━━━ INFORMATION GIVEN
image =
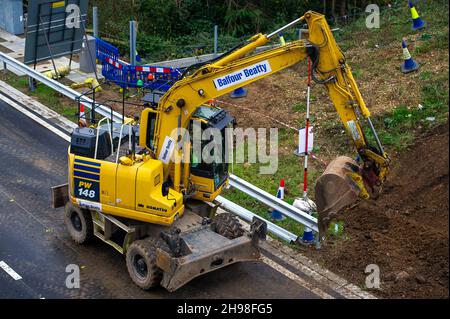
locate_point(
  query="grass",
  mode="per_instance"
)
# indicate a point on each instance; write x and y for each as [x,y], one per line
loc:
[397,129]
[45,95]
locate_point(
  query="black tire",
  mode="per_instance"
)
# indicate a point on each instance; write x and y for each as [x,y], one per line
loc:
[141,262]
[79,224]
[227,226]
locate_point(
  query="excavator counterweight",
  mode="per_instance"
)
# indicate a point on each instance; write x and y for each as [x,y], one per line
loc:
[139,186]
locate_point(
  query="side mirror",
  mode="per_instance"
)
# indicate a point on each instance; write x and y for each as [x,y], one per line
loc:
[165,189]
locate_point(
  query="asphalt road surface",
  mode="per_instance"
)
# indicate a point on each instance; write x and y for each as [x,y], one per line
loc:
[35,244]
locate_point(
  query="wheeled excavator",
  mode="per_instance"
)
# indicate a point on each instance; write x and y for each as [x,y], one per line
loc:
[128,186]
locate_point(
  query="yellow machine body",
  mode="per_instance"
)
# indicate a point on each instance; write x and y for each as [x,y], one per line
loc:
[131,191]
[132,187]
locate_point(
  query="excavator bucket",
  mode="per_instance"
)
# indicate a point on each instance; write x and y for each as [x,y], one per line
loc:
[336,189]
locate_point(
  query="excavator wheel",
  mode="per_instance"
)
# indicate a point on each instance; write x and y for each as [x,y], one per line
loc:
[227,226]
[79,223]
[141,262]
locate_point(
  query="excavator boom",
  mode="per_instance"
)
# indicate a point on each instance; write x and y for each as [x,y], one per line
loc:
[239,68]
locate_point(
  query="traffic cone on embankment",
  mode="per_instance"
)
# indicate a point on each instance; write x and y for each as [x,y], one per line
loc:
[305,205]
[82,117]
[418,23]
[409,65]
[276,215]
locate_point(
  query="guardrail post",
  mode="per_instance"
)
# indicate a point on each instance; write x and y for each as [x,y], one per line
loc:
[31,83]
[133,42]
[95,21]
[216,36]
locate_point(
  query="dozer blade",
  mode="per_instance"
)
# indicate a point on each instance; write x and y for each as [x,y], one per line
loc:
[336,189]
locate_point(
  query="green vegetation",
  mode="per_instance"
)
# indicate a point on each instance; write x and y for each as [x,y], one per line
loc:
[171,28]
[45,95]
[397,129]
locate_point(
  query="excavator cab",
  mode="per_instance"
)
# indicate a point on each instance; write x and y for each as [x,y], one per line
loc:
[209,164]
━━━━━━
━━━ INFORMATION GIVEN
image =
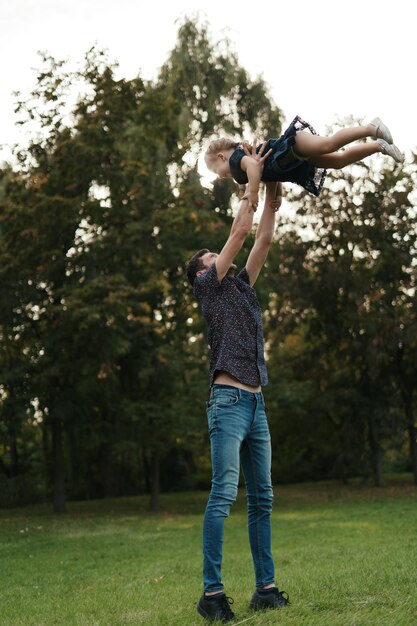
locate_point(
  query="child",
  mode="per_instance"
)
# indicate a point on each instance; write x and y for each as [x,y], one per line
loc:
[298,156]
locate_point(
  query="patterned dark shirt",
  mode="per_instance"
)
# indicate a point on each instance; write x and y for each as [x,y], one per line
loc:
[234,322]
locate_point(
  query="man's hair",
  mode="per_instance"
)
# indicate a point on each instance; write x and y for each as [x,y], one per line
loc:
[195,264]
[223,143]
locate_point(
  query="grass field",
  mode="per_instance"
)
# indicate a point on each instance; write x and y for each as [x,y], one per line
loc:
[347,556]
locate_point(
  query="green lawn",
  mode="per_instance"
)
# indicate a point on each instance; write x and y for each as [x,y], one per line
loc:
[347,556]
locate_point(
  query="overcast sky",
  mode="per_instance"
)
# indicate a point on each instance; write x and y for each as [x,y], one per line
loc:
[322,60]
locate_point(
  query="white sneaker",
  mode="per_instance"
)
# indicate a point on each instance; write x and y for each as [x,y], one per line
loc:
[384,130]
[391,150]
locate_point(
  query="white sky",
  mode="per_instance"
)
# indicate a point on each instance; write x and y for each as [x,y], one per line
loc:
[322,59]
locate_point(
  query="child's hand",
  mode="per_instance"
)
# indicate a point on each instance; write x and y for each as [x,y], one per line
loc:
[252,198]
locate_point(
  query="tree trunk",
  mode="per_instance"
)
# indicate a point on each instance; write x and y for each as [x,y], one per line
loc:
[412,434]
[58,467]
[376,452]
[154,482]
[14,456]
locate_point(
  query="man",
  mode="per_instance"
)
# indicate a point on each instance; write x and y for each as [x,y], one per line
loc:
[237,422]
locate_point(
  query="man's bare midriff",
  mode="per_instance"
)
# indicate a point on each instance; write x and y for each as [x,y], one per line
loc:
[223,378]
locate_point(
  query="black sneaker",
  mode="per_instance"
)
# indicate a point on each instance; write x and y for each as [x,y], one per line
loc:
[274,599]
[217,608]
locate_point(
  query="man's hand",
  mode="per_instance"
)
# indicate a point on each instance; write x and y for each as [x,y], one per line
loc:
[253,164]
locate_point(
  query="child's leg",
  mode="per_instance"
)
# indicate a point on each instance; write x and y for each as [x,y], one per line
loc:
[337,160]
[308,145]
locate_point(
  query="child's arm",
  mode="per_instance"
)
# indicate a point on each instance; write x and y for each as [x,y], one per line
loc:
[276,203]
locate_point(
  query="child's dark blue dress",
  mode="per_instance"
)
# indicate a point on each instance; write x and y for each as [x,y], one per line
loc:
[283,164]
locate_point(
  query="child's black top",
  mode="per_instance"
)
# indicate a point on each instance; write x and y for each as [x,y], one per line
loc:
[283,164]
━━━━━━
━━━ INFORMATION GIVEN
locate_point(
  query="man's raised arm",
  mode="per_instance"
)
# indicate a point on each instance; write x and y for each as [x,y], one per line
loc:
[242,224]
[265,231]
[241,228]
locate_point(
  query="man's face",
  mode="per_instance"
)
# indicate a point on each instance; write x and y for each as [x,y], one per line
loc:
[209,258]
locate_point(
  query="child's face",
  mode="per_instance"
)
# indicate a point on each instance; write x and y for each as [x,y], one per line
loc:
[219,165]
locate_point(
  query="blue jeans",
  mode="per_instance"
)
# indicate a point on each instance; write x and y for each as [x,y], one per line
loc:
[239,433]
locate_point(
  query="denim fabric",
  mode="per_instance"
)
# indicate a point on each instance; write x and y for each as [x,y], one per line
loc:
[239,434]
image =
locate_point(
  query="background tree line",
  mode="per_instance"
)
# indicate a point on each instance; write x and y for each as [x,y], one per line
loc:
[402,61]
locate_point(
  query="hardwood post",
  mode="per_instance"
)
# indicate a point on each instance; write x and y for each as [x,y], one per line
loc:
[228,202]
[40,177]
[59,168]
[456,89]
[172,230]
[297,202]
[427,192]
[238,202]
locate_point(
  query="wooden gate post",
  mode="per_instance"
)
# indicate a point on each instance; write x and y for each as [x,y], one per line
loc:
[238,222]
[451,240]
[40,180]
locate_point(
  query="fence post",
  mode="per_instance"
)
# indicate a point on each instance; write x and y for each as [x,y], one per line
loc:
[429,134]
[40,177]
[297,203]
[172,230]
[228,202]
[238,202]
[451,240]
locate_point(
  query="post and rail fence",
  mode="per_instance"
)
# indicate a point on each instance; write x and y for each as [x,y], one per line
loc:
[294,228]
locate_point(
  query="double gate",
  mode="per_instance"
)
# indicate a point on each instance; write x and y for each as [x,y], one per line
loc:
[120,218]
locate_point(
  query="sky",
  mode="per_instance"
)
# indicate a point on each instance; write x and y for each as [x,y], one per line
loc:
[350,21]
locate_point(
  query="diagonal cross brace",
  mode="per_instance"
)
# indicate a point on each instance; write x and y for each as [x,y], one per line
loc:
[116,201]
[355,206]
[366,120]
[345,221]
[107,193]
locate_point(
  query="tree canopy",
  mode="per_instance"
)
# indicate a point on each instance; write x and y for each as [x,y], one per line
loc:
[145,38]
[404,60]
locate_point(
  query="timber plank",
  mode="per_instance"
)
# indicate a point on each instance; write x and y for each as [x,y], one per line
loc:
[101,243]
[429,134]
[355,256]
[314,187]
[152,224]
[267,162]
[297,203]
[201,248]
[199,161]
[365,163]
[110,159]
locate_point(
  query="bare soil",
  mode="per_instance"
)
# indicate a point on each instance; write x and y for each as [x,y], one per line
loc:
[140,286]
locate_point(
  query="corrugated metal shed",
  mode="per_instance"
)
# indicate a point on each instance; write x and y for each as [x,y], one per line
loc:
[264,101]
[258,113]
━━━━━━
WHAT THE TASK REQUIRES: Using the listing above, count how many lines contain the word "white" and, please, write only that number.

WRITTEN SOLUTION: 2